The glucocorticoid receptor (GR) is a cortisol-activated transcription factor and chromatin remodeling protein that is variably expressed in ovarian cancer (OvCa). GR-mediated gene expression encoding anti-apoptotic pathway proteins is associated with chemotherapy-resistance in OvCa, while pre-treatment with a selective GR antagonist enhances chemotherapy sensitivity. Our group also recently discovered that amongst a range of OvCa histologic subtypes, both higher GR (NR3C1) mRNA and higher GR protein levels are associated with overall worse clinical outcome. We now propose to develop a ?GR transcriptional activity signature? (GRSig) for OvCa to better assess GR activity in OvCa with the goal of identifying patients most likely to benefit from addition of GR antagonism to chemotherapy. Using cell line models of GR+ OvCa representing a variety of histologies (Aim 1), we will identify genes whose expression is either significantly upregulated or repressed following GR activation by physiological glucocorticoid concentrations as well as significantly reversed in expression by GR antagonism. GR ChIP-seq will be employed to determine which of these genes are putative direct (rather than indirect) GR target genes with promoter or enhancer region GR chromatin association, further refining the GRSig to represent canonical OvCa GR activity. The resulting GRSig will then be used to assess relative GR activity in existing OvCa samples from a pooled public GEO dataset (Discovery set) containing normalized RNA expression and outcome (PFS and OS). A GRSig score cutoff will be calculated that identifies patients with worse prognosis in the GEO dataset. A second, well-annotated Mayo Clinic OvCa cohort (Validation set) will then be used to validate the cutoff. We will also test the hypothesis that higher GRSig scores (representing higher GR transcriptional activity) will associate with PFS and OS more strongly than GR (NR3C1) mRNA expression alone.

[Check your understanding]
a. In the text on the glucocorticoid receptor in ovarian cancer, which cohort will be used to validate the GRSig score cutoff?
b. Carry the text on the glucocorticoid receptor in ovarian cancer forward, picking up after its last sentence.

[Information shown]
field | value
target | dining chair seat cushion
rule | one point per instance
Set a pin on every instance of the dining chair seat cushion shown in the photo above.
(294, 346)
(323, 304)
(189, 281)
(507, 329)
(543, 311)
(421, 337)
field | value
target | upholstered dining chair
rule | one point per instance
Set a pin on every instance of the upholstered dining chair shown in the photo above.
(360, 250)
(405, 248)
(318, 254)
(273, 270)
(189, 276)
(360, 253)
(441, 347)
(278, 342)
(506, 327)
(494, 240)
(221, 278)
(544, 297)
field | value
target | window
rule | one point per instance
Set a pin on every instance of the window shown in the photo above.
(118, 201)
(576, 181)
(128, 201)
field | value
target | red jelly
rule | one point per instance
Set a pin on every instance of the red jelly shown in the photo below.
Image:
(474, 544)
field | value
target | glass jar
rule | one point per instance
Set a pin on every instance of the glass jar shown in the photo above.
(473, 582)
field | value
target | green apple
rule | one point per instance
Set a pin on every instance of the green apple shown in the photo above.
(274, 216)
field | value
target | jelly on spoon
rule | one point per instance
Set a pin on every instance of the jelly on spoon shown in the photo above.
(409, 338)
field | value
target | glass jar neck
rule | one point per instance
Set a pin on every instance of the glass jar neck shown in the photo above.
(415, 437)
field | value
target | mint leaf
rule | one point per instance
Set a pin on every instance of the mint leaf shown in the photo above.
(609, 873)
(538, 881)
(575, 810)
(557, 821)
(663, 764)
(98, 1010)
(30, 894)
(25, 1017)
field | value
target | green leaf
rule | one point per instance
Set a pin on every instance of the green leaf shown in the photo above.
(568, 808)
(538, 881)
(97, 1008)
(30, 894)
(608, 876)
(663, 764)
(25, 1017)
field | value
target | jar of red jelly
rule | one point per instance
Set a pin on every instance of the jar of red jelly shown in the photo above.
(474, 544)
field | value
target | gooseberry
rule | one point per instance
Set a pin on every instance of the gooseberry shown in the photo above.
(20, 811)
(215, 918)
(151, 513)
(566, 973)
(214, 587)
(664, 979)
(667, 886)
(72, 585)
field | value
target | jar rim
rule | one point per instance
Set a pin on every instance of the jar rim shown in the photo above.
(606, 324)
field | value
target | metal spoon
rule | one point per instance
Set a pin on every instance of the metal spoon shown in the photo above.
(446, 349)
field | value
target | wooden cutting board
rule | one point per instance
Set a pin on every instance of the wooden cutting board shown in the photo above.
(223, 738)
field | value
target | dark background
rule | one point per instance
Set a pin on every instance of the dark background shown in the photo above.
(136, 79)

[Outputs by task]
a. A second, well-annotated Mayo Clinic OvCa cohort (the Validation set).

b.
In Aim 2, we will examine the GRSig in N=131 OvCa PDX models with chemotherapy response data to test the hypothesis that higher GRSig score associates with relative chemotherapy resistance. Furthermore, we will explore the relationship of GRSig score to GR protein expression by performing GR IHC in the PDX tumors, and then evaluating the strength of association of the GRSig score relative to GR IHC score with respect to chemotherapy response. In an exploratory analysis, GRSig-scored PDX models will be treated with chemotherapy +/- a GR antagonist (GRA) to test the hypothesis that pre-treatment with a GRA improves tumor shrinkage and/or lengthens time to tumor regrowth in GRSig high PDX models. Completion of this project will identify a GR transcriptional signature designed to identify women with OvCa who have a worse prognosis and to for whom addition of a selective GR antagonist to chemotherapy is expected to improve outcome compared to standard treatment with chemotherapy alone.
Our laboratory has discovered that the body's stress hormone receptor, termed the glucocorticoid receptor (?GR?), is expressed at particularly high levels in ovarian cancers that have a high risk of relapse. We have begun to identify the genes that are increased or decreased in expression as a result of GR activity associated with overexpression, and found that these genes indeed can contribute to tumor aggressiveness and resistance to chemotherapy. Here we propose to develop an ovarian cancer-specific GR ?gene signature score? that can be measured in a patient's tumor sample; eventually we hope this assigned tumor score can be used to determine which patients will benefit from receiving GR blockers designed to reduce the risk of ovarian cancer recurrence.